# [WORK TO DO]
The data follows this line. Copy verbatim the line with "of the dirt" and each line after it to the end.

* BEGIN INFORMATION PROVIDED *

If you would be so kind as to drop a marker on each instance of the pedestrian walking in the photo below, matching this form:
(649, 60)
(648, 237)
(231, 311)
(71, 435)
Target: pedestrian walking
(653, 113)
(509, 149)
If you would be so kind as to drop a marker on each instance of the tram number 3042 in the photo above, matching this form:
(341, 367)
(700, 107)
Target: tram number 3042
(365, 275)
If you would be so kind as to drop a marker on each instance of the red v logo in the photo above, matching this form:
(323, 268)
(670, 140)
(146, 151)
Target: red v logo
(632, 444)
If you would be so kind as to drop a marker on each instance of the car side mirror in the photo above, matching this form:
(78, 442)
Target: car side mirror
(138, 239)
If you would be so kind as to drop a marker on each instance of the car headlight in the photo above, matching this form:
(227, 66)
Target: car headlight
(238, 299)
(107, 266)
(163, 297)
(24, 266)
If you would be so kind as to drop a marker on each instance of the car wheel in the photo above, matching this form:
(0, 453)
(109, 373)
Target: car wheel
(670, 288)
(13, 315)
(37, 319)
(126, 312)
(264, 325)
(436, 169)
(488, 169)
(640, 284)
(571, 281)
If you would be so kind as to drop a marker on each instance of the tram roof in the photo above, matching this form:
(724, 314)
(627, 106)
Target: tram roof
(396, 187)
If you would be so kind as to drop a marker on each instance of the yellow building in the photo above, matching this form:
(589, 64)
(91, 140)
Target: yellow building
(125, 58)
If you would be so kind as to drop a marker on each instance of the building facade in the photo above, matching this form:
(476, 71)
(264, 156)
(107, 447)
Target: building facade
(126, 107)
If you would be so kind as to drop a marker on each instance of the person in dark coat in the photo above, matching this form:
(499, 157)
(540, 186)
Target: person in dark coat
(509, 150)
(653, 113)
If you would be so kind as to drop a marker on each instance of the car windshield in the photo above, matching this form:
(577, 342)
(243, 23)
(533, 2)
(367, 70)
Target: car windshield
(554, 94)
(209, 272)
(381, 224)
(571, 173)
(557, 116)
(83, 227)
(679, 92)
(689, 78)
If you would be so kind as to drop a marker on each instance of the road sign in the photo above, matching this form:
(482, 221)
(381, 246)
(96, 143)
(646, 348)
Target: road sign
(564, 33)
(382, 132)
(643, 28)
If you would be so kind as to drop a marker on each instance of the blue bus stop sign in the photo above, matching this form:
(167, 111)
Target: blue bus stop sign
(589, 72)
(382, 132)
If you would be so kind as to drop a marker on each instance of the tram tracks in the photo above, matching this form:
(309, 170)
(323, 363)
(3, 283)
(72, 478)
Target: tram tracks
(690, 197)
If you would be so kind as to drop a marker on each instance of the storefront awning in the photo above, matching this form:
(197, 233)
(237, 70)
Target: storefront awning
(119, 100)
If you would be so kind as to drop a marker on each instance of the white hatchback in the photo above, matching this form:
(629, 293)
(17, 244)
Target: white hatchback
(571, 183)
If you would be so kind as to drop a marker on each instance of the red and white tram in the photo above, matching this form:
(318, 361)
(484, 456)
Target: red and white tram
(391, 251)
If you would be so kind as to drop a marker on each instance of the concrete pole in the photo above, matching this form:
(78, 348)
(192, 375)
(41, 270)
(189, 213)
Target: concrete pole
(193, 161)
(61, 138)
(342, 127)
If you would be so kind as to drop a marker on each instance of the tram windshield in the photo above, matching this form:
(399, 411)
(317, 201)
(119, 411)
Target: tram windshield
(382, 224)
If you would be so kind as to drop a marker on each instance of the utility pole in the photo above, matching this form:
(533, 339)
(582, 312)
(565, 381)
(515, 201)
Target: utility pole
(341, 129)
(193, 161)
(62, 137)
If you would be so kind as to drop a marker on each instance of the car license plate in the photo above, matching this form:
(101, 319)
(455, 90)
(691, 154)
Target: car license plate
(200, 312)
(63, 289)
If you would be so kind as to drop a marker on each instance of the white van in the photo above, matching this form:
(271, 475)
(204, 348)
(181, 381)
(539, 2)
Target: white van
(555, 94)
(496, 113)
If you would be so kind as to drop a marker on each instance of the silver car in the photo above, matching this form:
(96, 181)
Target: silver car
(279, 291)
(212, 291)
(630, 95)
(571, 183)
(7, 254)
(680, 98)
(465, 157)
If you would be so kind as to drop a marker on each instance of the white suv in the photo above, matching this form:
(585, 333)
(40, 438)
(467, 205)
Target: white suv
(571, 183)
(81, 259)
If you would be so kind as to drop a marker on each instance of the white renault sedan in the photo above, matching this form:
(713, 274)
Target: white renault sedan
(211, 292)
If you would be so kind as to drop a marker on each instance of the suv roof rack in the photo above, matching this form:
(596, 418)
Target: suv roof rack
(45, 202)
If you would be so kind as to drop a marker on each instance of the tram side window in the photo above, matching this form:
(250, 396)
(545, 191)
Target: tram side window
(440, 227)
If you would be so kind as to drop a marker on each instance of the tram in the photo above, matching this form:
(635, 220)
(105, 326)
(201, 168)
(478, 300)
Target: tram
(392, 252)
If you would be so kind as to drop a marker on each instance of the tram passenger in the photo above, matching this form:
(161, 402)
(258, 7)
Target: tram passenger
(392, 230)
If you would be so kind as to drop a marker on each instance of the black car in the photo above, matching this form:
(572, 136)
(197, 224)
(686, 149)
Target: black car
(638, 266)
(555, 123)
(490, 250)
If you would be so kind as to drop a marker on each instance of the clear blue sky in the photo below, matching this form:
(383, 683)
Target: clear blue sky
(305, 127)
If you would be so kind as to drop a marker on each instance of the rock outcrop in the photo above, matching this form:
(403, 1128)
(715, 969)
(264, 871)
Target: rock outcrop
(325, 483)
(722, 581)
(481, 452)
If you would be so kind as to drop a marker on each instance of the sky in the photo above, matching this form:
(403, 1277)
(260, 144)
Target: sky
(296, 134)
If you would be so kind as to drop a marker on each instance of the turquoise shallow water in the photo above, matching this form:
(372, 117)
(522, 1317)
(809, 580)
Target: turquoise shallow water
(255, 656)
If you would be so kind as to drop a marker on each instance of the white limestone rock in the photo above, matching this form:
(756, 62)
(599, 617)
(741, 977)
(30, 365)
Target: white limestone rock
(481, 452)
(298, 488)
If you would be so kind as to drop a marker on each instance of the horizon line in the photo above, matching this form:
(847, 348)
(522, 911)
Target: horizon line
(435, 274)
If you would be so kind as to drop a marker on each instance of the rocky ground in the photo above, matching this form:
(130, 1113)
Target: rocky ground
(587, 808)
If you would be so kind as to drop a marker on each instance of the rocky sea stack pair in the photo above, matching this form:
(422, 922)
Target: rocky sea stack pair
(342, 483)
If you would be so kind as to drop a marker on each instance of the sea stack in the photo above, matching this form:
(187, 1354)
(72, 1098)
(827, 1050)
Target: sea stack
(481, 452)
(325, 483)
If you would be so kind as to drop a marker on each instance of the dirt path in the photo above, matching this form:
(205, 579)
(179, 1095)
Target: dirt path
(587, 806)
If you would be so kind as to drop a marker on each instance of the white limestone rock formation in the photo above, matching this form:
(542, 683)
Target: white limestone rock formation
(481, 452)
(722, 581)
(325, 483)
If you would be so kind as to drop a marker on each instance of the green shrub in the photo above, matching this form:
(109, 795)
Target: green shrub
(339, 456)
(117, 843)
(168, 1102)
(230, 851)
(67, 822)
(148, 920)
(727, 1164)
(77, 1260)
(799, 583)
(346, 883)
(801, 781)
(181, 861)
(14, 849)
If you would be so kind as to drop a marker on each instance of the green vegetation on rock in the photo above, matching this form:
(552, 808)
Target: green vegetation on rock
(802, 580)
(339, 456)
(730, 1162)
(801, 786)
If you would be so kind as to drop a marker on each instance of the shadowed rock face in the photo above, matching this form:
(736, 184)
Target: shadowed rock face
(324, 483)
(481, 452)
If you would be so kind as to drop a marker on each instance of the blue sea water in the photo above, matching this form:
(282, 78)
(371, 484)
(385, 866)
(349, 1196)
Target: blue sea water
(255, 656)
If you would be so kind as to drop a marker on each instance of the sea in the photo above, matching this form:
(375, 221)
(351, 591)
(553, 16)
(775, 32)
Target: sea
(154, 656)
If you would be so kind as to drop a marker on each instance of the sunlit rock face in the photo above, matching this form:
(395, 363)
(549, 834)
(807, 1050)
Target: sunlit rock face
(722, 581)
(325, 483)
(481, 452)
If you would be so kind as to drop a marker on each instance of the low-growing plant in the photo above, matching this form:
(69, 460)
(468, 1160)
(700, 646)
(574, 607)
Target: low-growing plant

* END INFORMATION PROVIDED *

# [THE SOLUTION]
If you would be so kind as to drop a marker on each instance of the dirt path in the photo above, matching this form:
(205, 579)
(179, 1095)
Target: dirt path
(587, 806)
If you would be so kind as to drop a marker on each instance of the white limestone rock formation in the photo above, matching this form:
(542, 683)
Target: white limestone rock formation
(481, 452)
(722, 581)
(325, 483)
If you would be so kind as to drop a marker on each instance of the green shrub in the photo above, matching this form:
(109, 795)
Target: green shrub
(339, 456)
(117, 843)
(168, 1102)
(230, 851)
(67, 822)
(148, 920)
(727, 1164)
(77, 1260)
(799, 583)
(346, 883)
(801, 781)
(181, 861)
(14, 849)
If you would be so kind as to drop a marker on each instance of the green vegetation on rock in the photo above, matching this form:
(552, 808)
Target: green vegetation on rock
(802, 580)
(339, 456)
(730, 1162)
(801, 786)
If you would be so kind as to drop a marker on each instance of the shadowed rock face in the photo above, matching this form:
(736, 184)
Target: shadowed rock face
(324, 483)
(481, 452)
If you would be so kind as to drop a marker on each instance of the blue sea water in the photo above, matching this form:
(282, 78)
(371, 484)
(385, 866)
(349, 1196)
Target: blue sea water
(255, 656)
If you would be so kind as to drop a marker on each instance of the sea in the photo above, matching this form:
(375, 221)
(351, 591)
(553, 16)
(775, 32)
Target: sea
(154, 656)
If you would be so kind as to drop a marker on each instance of the sunlit rock face in the photo above, matching this form:
(395, 363)
(549, 834)
(807, 1050)
Target: sunlit rock face
(722, 581)
(325, 483)
(481, 452)
If you would be so kind as to drop a marker on each instance of the low-growing plant in the photo above, matching this form:
(69, 460)
(468, 1160)
(700, 646)
(574, 607)
Target: low-growing plant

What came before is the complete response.